>>
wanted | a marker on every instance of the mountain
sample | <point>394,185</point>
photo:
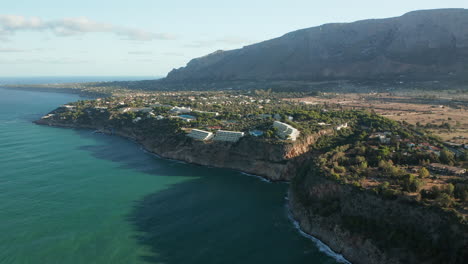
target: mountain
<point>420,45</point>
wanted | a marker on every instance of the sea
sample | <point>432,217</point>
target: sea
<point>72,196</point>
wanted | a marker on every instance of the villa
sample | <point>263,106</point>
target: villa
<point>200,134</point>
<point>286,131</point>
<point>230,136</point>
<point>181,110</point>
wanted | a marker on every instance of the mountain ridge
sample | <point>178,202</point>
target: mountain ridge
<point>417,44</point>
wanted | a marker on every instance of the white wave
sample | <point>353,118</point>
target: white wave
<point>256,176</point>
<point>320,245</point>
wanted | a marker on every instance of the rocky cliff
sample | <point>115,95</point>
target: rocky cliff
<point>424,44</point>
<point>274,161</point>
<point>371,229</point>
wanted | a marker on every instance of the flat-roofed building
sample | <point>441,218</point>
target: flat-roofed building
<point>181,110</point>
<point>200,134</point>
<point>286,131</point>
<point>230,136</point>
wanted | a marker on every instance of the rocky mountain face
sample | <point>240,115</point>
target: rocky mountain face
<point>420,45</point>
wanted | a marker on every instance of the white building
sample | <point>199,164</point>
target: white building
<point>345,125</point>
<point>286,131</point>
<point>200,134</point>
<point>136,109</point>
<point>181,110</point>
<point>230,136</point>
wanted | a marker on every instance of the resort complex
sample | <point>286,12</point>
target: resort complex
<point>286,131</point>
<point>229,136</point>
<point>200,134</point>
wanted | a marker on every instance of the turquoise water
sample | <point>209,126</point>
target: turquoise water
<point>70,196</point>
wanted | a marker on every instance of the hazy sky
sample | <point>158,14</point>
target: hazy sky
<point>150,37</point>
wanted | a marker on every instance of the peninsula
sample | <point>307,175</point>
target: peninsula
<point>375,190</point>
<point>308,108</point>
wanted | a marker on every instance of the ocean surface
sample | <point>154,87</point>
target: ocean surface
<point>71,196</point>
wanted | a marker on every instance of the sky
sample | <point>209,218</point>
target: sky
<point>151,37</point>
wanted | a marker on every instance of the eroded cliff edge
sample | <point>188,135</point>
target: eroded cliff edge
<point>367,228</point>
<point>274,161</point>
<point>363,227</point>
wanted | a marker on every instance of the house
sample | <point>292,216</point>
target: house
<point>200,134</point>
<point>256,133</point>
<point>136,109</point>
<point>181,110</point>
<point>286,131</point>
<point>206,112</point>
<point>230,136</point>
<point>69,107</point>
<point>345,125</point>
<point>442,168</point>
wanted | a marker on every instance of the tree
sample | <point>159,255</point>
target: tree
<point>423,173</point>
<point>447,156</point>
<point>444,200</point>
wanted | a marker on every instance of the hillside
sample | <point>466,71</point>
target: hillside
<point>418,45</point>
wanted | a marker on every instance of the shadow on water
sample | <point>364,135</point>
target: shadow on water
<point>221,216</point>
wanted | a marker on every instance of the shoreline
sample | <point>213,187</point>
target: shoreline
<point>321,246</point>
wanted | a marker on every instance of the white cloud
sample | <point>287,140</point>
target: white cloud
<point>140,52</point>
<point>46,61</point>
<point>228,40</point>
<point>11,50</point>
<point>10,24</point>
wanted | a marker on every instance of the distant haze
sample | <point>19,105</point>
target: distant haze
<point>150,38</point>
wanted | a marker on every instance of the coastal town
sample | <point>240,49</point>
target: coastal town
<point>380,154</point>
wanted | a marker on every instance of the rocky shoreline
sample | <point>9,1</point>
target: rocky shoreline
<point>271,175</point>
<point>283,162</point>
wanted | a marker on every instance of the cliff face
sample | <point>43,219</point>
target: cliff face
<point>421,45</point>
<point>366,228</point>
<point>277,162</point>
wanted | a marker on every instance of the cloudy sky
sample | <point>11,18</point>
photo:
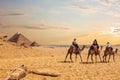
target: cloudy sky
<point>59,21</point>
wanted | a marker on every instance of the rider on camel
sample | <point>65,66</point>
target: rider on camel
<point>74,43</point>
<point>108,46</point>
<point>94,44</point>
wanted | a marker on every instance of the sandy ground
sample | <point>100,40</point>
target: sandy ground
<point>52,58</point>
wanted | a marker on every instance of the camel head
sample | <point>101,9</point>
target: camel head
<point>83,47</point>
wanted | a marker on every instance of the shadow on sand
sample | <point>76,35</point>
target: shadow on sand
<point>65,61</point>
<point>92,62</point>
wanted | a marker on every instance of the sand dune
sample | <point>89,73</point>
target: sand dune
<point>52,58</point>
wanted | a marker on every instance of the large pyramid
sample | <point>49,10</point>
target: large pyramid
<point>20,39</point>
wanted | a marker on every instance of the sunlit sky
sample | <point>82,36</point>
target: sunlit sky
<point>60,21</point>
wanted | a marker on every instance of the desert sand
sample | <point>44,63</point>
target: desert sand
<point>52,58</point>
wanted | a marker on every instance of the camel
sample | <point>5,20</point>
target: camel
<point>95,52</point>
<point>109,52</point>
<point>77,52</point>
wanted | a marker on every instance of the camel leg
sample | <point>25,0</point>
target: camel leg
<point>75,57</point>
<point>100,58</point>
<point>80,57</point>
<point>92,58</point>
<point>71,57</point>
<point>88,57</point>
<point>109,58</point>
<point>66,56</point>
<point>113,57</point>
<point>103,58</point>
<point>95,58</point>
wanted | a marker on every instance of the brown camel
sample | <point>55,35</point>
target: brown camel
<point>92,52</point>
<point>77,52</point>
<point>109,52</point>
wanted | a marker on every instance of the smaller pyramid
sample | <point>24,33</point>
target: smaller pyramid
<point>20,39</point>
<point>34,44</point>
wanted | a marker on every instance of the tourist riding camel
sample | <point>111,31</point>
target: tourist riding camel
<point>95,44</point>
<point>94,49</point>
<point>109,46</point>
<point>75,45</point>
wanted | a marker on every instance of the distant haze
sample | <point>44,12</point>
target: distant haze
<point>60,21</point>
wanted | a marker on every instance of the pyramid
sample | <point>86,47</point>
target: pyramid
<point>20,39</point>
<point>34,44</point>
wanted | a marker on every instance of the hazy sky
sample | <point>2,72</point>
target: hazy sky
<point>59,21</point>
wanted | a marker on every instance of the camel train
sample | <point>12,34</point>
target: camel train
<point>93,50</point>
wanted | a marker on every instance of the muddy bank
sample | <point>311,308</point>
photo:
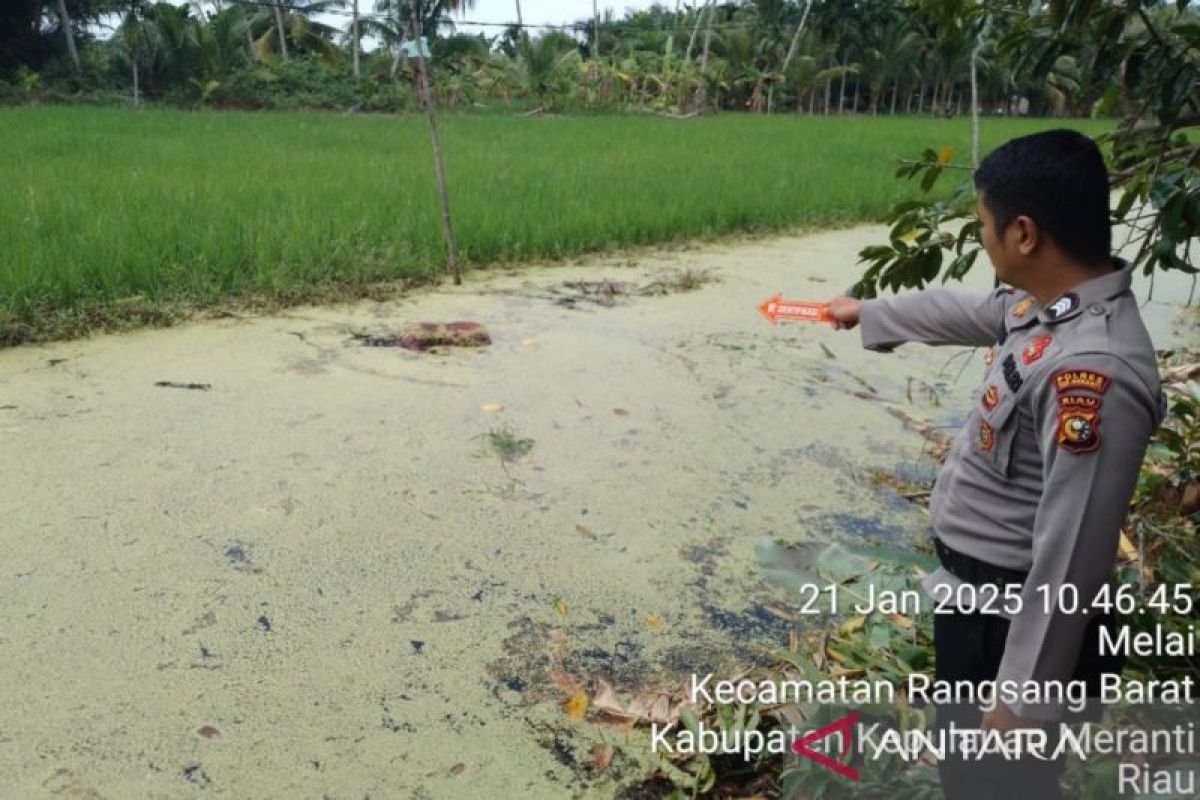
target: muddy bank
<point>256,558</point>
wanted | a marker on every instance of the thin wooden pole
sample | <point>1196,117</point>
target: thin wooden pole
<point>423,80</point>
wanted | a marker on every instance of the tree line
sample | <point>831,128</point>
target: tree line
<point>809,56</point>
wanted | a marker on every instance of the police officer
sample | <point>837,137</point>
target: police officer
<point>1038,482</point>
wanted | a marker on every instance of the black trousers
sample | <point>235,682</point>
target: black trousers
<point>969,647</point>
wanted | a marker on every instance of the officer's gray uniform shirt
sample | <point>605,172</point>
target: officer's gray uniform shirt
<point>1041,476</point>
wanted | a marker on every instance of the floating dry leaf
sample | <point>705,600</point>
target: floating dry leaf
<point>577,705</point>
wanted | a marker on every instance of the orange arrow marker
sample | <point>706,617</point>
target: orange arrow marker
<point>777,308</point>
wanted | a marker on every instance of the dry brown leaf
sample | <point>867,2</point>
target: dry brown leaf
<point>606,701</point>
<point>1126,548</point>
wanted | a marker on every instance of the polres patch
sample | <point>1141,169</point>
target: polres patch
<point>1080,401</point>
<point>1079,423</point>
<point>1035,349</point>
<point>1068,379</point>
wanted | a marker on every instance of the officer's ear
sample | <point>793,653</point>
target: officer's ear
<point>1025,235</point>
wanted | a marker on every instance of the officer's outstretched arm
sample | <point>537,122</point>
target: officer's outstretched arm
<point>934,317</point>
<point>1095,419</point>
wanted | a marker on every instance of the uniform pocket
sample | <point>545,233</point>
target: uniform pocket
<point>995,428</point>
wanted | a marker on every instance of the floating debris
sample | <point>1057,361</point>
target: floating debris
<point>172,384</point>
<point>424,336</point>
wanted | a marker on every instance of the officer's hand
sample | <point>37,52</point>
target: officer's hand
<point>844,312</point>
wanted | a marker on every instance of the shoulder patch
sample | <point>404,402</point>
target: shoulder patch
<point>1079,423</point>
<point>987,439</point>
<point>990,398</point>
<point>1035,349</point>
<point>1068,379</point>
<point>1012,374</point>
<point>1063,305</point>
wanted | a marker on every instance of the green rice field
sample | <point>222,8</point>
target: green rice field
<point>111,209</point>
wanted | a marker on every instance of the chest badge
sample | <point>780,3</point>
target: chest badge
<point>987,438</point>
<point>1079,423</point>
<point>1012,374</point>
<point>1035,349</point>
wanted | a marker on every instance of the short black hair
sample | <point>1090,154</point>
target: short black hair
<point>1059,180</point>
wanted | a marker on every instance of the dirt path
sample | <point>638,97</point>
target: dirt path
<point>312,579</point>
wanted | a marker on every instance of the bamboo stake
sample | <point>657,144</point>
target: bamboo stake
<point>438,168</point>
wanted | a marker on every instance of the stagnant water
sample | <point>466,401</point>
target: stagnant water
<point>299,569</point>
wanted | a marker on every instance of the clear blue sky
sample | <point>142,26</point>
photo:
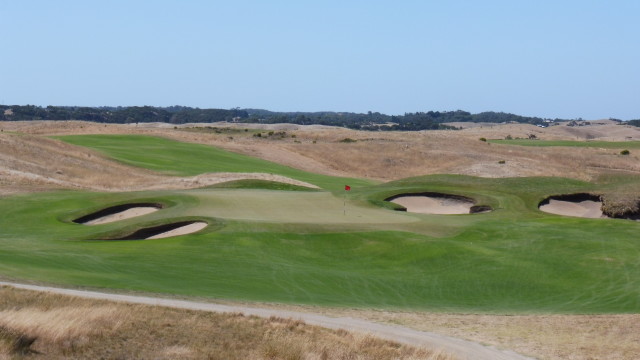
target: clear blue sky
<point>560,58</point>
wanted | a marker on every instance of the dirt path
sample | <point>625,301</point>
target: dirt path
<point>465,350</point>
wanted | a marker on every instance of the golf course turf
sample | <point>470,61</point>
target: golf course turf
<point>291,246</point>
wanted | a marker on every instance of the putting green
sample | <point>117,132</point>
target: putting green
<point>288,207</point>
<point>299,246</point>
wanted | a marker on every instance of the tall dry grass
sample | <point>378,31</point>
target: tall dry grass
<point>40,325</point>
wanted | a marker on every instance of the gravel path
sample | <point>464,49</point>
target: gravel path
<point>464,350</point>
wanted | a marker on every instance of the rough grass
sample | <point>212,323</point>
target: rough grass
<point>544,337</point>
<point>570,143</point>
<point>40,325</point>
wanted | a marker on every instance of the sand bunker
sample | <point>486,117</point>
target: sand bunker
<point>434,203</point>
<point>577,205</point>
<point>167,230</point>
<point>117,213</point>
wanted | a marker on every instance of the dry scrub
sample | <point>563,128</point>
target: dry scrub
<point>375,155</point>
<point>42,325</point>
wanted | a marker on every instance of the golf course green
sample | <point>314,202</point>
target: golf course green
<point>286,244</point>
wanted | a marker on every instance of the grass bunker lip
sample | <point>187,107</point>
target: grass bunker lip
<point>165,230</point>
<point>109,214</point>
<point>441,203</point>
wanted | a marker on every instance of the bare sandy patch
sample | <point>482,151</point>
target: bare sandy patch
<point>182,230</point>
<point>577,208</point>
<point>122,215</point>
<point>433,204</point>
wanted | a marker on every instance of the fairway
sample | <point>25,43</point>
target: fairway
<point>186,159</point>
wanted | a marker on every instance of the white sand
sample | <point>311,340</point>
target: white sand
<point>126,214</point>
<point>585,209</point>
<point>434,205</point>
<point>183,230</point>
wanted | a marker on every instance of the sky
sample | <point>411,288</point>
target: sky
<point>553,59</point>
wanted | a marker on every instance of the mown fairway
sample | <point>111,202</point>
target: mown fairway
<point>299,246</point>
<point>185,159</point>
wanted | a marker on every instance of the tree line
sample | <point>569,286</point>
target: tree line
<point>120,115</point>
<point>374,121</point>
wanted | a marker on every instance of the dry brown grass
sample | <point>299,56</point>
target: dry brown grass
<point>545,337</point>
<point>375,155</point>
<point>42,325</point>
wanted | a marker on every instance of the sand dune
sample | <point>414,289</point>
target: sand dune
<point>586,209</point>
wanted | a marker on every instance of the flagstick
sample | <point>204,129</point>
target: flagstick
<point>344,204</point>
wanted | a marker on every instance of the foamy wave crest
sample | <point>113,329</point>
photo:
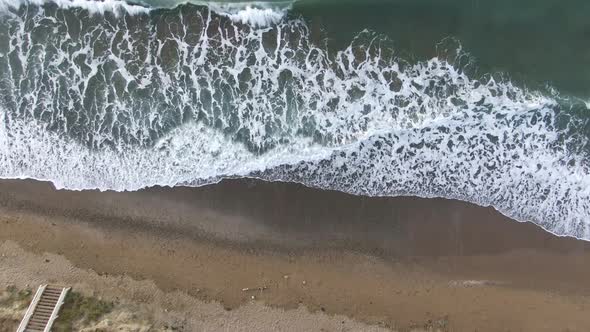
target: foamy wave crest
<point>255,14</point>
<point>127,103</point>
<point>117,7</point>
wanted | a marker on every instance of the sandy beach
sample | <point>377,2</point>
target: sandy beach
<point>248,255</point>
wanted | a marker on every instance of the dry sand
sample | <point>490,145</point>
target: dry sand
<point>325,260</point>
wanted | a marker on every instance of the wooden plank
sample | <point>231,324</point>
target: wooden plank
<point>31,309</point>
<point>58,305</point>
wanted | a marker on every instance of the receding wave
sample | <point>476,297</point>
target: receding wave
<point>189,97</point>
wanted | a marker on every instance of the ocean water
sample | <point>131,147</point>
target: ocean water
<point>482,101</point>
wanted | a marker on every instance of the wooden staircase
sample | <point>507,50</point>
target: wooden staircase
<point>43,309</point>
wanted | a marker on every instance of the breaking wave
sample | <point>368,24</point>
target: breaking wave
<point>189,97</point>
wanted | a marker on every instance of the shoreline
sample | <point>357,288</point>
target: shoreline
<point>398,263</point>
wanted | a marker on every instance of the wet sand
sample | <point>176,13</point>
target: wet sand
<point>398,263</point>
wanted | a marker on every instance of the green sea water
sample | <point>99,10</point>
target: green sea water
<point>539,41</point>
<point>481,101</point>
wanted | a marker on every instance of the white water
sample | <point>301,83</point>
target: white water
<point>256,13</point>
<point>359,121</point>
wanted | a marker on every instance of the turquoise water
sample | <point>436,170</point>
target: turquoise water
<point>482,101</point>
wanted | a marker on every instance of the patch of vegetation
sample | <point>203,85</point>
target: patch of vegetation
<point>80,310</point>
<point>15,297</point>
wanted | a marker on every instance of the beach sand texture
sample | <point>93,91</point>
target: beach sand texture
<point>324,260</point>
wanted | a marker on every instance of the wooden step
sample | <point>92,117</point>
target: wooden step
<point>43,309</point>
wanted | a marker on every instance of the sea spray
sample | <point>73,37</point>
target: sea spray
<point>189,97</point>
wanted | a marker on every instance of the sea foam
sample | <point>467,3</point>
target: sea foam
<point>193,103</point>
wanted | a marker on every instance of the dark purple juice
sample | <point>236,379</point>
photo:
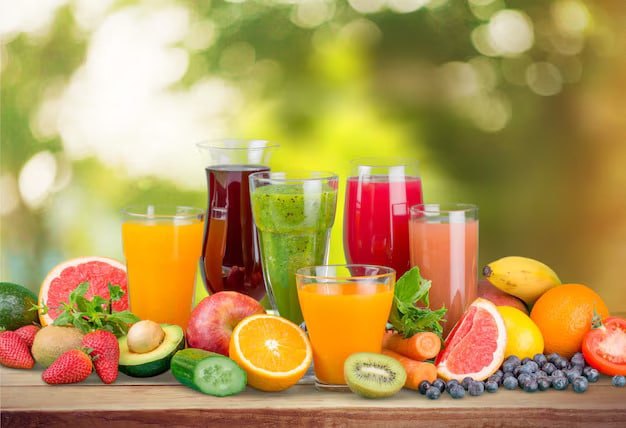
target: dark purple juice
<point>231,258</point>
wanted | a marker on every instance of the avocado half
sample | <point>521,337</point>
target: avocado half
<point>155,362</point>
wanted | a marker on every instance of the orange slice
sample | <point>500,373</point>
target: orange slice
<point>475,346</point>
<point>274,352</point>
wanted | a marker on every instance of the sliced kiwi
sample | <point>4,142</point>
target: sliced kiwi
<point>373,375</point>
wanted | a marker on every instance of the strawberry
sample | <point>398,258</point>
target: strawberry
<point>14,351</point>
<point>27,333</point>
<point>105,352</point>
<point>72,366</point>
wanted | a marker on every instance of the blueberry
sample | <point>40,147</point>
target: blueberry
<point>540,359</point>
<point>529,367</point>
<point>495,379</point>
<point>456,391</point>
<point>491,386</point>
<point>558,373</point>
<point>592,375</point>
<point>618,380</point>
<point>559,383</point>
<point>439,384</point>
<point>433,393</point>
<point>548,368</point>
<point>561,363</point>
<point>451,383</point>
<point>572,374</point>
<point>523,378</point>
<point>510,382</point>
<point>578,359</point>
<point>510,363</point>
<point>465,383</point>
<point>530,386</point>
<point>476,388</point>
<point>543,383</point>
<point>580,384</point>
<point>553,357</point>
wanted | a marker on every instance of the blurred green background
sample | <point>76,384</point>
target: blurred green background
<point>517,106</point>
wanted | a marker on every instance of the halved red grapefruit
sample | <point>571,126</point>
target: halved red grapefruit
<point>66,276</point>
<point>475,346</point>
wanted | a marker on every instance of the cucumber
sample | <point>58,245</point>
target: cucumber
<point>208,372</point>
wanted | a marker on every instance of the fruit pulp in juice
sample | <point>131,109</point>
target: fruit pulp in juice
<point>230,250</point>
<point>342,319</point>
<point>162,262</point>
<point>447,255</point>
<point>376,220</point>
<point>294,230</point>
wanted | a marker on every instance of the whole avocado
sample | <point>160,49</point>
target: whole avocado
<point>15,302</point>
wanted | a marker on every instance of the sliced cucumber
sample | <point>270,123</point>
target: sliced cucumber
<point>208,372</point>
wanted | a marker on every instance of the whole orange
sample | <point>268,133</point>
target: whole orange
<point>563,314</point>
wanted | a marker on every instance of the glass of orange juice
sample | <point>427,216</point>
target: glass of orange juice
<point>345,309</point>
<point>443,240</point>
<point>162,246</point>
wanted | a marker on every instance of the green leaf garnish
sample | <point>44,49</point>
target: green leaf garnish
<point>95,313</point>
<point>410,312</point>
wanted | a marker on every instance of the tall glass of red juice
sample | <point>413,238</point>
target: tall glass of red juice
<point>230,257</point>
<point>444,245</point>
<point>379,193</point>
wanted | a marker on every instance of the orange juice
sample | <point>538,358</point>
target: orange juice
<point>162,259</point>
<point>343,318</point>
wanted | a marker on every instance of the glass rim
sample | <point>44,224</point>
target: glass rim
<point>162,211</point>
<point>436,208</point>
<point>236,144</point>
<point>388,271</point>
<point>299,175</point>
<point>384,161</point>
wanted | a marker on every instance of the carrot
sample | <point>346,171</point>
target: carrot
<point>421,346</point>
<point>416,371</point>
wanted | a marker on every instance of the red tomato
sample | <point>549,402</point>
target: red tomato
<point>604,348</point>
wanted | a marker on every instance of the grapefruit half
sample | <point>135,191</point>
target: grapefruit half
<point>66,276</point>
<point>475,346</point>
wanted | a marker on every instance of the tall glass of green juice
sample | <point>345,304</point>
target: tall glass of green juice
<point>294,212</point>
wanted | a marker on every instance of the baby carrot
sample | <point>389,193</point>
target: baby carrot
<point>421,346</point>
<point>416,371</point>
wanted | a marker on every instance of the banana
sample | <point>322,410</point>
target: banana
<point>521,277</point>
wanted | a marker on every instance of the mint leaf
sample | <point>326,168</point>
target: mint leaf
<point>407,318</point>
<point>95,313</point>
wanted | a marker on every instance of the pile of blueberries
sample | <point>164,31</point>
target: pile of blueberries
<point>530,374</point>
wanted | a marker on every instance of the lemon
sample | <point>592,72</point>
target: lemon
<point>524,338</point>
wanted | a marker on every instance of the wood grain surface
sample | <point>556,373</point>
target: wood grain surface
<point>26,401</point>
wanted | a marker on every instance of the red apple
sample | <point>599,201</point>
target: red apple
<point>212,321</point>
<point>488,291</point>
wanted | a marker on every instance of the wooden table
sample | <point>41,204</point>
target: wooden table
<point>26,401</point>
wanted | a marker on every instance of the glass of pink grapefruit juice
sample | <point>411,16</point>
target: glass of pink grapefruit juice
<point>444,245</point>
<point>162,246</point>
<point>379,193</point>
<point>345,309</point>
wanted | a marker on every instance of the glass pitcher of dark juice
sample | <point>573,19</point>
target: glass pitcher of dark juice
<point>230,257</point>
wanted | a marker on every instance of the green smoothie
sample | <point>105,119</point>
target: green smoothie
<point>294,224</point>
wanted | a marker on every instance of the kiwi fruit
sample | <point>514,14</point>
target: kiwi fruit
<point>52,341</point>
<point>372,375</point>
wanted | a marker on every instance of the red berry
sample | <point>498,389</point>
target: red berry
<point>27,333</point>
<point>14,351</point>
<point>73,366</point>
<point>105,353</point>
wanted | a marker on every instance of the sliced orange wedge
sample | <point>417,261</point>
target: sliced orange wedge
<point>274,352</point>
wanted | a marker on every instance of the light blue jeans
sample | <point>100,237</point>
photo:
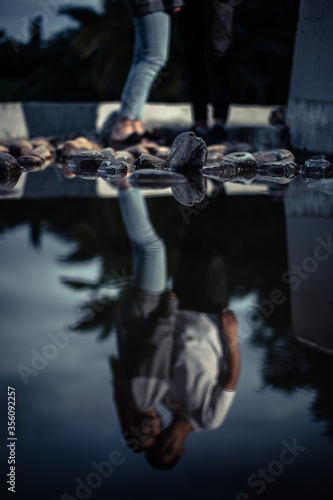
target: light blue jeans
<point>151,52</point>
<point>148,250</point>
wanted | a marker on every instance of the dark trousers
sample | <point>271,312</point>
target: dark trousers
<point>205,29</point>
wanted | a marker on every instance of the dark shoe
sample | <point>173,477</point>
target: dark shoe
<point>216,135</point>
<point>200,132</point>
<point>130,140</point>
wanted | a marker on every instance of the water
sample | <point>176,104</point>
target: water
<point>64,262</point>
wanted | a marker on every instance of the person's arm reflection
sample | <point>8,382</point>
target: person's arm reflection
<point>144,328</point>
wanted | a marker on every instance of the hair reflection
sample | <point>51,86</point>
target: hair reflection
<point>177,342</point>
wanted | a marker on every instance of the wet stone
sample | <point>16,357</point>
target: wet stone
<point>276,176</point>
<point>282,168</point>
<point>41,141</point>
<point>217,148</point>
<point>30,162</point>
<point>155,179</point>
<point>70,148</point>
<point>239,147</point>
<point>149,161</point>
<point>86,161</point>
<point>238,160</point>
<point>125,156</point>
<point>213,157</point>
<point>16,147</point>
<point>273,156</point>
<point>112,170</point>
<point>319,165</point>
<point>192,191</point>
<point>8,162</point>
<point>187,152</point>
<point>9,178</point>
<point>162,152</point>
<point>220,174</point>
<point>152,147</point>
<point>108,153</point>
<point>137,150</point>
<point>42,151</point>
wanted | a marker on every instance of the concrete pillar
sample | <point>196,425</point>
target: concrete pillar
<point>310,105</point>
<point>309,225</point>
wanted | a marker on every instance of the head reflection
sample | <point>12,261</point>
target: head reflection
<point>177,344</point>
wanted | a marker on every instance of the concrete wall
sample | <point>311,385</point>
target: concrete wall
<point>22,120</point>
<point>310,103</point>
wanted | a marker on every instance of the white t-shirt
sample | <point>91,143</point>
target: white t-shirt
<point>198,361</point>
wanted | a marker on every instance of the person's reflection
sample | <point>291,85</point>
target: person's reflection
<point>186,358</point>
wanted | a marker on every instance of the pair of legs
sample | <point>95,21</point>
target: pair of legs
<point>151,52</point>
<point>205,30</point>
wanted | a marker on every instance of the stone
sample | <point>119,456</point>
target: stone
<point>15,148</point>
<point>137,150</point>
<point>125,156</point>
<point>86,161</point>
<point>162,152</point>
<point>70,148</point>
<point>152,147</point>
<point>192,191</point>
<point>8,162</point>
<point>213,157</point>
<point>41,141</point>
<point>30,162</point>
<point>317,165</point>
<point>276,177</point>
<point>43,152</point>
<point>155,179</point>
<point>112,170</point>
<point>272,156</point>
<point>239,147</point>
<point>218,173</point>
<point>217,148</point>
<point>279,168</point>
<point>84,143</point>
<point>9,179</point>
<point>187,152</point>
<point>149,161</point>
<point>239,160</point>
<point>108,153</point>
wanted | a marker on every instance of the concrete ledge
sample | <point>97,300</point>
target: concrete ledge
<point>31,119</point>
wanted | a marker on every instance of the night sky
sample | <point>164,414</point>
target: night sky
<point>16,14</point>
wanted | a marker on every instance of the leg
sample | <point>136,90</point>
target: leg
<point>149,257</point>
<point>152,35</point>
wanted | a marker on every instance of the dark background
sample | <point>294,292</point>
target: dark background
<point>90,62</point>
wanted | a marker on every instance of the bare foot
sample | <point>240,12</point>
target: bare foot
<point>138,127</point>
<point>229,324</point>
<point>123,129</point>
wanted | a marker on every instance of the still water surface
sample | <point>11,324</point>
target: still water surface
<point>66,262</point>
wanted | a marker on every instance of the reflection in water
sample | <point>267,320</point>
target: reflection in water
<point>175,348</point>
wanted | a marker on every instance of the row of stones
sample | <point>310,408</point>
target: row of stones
<<
* [What the exercise asks]
From the records above, retype only the lines starting at the line that contains "target: police officer" and ending at the line that contains "sample | <point>793,653</point>", both included.

* [Response to the exercise]
target: police officer
<point>1038,482</point>
wanted | a marker on every instance of the black trousers
sample | <point>235,682</point>
target: black trousers
<point>969,647</point>
wanted | a marker on every instance of the officer's gray uniform shirt
sample | <point>605,172</point>
target: officer's gray uniform shirt
<point>1041,476</point>
wanted | a marker on every instance of the floating dry leaf
sample | <point>705,600</point>
target: floating dry leaf
<point>577,705</point>
wanted | a marker on every instance of the orange arrow marker
sample | <point>706,617</point>
target: orange arrow marker
<point>777,308</point>
wanted | a marker on every instance of the dry brown leaf
sample | <point>867,2</point>
target: dry brown leaf
<point>606,701</point>
<point>1126,548</point>
wanted | a marker on every instance of the polres patch
sample | <point>1141,169</point>
target: polres patch
<point>1080,401</point>
<point>1079,423</point>
<point>1035,349</point>
<point>1068,379</point>
wanted | a marker on every instance of the officer's ear
sample | <point>793,653</point>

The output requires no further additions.